◆ What this task involves
Every record shown here must be duplicated without change.

◆ Records for the exercise
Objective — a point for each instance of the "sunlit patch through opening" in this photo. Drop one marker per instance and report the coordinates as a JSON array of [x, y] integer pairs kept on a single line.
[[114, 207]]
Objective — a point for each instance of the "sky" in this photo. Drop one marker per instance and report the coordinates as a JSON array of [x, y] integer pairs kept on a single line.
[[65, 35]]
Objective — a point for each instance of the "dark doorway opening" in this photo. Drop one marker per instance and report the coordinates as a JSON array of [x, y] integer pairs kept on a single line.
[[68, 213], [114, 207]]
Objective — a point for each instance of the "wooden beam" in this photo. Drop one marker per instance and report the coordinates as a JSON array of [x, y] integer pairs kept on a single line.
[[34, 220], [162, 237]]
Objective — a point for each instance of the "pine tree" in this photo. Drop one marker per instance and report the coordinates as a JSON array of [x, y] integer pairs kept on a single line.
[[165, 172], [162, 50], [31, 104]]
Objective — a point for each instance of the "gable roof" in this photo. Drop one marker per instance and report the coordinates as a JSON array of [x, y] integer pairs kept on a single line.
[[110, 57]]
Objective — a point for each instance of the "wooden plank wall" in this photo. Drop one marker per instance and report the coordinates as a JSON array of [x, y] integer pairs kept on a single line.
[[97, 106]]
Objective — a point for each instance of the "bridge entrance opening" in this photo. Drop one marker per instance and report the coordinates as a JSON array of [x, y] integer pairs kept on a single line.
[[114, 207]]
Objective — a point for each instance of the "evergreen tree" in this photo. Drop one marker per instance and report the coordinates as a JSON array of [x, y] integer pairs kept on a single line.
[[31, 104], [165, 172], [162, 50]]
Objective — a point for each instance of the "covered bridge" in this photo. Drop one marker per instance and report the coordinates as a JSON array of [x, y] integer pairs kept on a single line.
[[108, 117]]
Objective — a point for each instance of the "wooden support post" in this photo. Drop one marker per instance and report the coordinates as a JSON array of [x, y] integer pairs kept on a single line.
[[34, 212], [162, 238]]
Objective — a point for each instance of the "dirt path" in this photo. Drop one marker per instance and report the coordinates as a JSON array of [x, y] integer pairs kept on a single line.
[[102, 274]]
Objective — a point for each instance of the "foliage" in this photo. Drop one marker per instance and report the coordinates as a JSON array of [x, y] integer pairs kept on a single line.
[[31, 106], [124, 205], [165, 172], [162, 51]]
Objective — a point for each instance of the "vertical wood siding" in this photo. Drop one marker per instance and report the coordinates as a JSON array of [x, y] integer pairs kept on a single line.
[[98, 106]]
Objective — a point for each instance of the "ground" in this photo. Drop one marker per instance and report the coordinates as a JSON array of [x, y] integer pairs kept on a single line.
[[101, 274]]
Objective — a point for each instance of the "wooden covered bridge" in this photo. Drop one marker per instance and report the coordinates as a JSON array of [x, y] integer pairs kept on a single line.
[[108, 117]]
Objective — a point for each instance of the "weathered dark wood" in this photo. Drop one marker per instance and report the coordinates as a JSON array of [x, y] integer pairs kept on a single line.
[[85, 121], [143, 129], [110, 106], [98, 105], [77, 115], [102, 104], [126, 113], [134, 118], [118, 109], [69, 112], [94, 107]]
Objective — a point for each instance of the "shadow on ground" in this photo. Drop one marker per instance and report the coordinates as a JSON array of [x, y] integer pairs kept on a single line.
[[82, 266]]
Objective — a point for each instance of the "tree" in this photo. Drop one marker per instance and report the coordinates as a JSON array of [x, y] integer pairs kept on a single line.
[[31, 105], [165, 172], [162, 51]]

◆ Completed task
Objective — a point for each instance of the "sunlit patch through opening" in this photo. Drop one marker per instance and report the coordinates as a JSON array of [x, y] integer pairs kept on a single line.
[[114, 207]]
Objective — a point for each instance of the "sky" in this photo. Drop one marker per instance and report the coordinates as a JSON array of [x, y] integer pairs kept on a single line.
[[65, 35]]
Objective — a point for each instance of the "dark doorway opening" in this photo. Drop one marker per instance and report the coordinates as a JSON array of [x, y] integer pairs kept on a single line.
[[68, 213], [114, 207]]
Objective — a point for each instance of the "wooden beam" in this photo. Drop one marker per instance and report the coordinates as a JSON array of [x, y] integer pairs kept on a single line.
[[34, 220], [162, 237]]
Objective — a point for each instance of the "pine tree" in this photo. Drop one marker per instance and report the coordinates as a JSON array of [x, y] integer pairs kept on a single line.
[[165, 172], [162, 50], [31, 104]]
Objective — a point for each instance of the "gable roof" in this photo. Drop one marker per instance and report the coordinates as a JSON array of [x, y] integer pairs kept on a single line.
[[110, 57]]
Objective — a point for each instance of the "wooden plank wall" in this photo. Drop one marker per instance and report the coordinates as a JSON array of [x, y] integer pairs kept on a single line.
[[97, 106]]
Objective — a point for each instance of the "bridge entrance opening" in this photo. Drop one marker per instance and report the coordinates as a JSON array of [x, y] integer pairs kept on a single line.
[[114, 207]]
Objective — a point for each instance of the "evergreen tree" in this photo. Drop one marker per instance and report the coordinates as a JSON array of [x, y] integer pairs kept on a single line.
[[31, 104], [165, 172], [162, 50]]
Objective — a point for each instance of the "covered bridge" in this photo. Drop one marker per instance and report the coordinates as a JSON array of [x, y] integer pairs kept on a single line.
[[108, 117]]
Objective — a point for each instance of the "wooden support post" in this photo. Drop one marker per instance and report the coordinates as a JSON array of [x, y] integer pairs kept on a single line.
[[34, 212], [162, 238]]
Objective — a point for each instance of the "dirt path" in this photo. Drop one marker per instance and report the coordinates as a JSON array of [x, y] integer pairs kept on a single line.
[[102, 274]]
Objective — a point for each instance of the "foliage" in this photo. Drop one marker per instance and report the coordinates as a JSON array of [x, y] integer pairs kept on a single line.
[[31, 106], [124, 205], [165, 172], [162, 51]]
Objective — a point for each instance of the "vertical wood siding" in this photo. Drop one marker per instance and report the coordinates as a JSON array of [x, y] integer pairs kept on a single line.
[[98, 106]]
Objective — a point for each instance of the "ground" in this photo. Drop one marker per instance and report the coordinates as a JSON array of [x, y] integer pairs kept on a single line.
[[101, 274]]
Objective — a point for each instance of the "wooden covered bridge" in this photo. Drop one marker per instance and report the coordinates as a JSON array of [x, y] integer pairs kept on a single line.
[[108, 117]]
Objective — a point for each instance of the "weathered dark wood" in this photo. Drop one marker per instance and report the coordinates as a JSON array of [x, y] integer pairs kept on a single line.
[[85, 121], [143, 129], [110, 106], [98, 105], [77, 115], [102, 104], [126, 113], [134, 118], [118, 109], [69, 112], [94, 107]]
Objective — a point for each instance of the "shadow on ground" in this photo. Drop one marker per instance and report the coordinates as a JSON array of [x, y] integer pairs kept on a single line.
[[82, 266]]
Objective — a point for each instance of the "tree" in this photo. Drop one marker per instance and report the coordinates as a JSON array of [x, y] integer pairs kept on a single line.
[[31, 105], [165, 172], [162, 51]]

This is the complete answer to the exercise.